>>>>>

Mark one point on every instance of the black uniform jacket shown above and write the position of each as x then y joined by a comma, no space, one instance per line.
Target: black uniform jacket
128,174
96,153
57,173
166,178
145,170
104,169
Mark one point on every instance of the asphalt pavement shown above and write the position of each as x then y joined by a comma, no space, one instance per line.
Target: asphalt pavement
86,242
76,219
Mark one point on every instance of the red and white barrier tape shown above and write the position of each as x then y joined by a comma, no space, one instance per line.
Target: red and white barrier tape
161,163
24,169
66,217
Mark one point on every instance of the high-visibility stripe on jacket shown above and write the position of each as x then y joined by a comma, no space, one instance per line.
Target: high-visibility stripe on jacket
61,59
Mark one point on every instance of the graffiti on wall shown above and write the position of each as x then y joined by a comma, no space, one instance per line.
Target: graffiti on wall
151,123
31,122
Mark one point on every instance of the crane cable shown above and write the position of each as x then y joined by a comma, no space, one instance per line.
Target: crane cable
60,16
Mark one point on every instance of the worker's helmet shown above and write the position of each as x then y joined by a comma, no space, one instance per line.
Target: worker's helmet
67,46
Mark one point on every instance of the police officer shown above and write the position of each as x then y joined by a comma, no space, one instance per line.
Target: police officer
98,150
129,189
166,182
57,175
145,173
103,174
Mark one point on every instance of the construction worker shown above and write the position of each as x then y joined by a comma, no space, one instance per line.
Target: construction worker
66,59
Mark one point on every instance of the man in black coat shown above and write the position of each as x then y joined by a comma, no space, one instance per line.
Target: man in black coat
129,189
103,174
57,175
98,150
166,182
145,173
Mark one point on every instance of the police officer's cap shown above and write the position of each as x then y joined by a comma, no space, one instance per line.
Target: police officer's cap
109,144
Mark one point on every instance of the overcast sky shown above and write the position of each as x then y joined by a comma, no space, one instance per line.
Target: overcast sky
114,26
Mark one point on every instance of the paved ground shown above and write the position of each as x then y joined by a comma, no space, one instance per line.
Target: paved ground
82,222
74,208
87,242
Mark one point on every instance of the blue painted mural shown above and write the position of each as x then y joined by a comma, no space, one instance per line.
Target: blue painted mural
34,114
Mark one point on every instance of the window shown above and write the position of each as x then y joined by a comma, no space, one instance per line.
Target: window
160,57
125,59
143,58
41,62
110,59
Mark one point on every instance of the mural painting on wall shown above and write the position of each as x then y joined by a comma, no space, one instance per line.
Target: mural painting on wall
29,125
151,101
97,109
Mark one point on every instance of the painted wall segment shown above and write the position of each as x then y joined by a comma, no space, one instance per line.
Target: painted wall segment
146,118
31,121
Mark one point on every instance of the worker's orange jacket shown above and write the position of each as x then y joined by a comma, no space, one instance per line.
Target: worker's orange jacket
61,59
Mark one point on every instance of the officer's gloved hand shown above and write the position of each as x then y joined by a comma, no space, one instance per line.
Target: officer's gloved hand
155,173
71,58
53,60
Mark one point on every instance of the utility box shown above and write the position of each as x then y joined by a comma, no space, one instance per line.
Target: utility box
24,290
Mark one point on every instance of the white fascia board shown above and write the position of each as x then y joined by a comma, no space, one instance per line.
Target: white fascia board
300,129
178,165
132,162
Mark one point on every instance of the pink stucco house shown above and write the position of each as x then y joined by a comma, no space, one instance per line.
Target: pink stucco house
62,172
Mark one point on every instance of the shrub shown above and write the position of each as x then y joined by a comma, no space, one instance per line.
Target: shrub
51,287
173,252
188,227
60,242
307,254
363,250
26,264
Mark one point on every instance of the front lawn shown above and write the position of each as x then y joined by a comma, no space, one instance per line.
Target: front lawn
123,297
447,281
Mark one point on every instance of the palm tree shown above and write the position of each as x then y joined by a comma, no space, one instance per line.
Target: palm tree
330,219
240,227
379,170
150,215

<<<<<
>>>>>

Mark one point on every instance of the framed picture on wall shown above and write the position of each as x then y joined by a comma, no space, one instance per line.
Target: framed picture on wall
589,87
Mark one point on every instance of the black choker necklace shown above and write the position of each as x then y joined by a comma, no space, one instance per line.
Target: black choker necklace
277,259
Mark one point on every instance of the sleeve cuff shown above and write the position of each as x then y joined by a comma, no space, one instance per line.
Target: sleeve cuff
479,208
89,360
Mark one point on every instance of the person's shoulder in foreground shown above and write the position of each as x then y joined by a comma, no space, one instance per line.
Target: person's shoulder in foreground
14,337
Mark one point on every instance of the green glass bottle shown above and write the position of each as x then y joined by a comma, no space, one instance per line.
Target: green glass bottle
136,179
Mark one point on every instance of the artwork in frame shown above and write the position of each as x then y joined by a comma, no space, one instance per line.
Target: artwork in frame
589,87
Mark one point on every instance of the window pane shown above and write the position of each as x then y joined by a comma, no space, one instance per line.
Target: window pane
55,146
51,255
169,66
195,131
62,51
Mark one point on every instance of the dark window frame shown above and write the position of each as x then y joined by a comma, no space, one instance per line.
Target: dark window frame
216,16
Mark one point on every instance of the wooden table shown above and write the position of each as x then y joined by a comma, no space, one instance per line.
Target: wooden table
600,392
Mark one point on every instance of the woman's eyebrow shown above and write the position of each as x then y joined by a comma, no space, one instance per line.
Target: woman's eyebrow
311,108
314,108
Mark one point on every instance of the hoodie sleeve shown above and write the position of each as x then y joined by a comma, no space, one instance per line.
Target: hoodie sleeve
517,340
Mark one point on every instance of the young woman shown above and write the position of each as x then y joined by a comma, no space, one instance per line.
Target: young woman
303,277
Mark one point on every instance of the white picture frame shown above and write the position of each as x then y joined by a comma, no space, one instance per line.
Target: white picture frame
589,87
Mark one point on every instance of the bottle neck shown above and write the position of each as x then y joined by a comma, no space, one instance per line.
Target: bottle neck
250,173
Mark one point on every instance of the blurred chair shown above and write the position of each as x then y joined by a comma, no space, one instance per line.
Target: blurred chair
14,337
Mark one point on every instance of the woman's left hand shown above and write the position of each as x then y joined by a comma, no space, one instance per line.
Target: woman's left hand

<<<<<
>>>>>

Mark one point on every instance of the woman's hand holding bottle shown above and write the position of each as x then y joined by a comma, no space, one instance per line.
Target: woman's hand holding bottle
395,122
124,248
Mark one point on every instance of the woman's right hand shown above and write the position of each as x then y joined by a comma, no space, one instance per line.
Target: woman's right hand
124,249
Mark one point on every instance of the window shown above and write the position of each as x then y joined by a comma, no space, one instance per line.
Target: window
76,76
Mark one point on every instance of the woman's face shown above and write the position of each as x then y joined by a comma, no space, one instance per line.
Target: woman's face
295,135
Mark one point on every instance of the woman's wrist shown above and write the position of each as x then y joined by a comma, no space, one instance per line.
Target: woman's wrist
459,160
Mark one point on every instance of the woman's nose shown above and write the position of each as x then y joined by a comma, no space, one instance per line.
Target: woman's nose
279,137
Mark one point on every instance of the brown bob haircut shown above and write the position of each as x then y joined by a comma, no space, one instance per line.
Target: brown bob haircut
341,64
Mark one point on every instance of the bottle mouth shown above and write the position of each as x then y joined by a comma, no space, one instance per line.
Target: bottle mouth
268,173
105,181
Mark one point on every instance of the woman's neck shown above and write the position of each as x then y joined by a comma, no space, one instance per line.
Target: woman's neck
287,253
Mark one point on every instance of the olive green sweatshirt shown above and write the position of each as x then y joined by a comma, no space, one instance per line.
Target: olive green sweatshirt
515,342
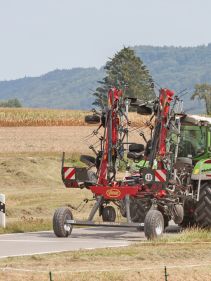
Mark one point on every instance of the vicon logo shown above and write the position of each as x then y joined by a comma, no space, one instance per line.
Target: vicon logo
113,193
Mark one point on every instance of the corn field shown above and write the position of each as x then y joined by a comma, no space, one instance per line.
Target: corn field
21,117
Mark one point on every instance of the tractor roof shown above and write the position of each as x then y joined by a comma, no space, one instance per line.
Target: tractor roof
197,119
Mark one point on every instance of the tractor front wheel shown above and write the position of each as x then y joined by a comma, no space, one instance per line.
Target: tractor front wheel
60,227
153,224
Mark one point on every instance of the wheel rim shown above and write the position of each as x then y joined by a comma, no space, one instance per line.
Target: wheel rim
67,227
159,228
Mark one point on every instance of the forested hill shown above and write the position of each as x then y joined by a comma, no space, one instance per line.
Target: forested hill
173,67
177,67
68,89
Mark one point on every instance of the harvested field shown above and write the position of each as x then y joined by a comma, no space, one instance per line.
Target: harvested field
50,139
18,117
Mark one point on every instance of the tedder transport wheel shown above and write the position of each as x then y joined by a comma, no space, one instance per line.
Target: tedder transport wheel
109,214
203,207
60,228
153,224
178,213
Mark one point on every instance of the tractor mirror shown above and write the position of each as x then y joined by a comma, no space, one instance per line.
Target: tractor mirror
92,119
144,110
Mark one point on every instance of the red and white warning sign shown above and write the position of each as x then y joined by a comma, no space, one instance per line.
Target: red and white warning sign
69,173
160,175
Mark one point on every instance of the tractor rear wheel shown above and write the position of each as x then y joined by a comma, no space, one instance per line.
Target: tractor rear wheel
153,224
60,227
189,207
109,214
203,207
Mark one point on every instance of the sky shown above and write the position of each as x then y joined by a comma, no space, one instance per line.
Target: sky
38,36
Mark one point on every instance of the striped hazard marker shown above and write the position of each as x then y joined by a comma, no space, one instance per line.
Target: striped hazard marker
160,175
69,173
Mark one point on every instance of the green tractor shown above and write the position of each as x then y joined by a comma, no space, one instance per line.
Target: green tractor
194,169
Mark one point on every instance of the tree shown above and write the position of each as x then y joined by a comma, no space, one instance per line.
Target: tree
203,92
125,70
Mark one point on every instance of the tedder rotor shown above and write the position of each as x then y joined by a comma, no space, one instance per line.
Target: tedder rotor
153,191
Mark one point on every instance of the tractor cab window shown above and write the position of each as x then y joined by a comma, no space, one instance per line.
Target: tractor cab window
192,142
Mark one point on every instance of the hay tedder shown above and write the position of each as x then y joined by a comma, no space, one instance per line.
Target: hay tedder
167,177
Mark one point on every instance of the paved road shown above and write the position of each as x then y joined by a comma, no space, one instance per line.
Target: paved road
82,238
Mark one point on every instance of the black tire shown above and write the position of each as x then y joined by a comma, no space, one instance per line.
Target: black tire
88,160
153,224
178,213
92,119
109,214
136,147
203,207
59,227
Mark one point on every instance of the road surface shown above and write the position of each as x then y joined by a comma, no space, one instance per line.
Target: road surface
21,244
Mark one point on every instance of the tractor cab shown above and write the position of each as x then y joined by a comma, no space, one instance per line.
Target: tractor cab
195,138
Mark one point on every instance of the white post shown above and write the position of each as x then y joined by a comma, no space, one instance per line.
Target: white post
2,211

<<<<<

What the task requires
From the listing above, copy all lines holding the word "left".

Task response
Mark one point on every instance of the woman's left hand shown above and write the position of each as x then y joined by a comma, no space, one instance per line.
Target: woman's left hand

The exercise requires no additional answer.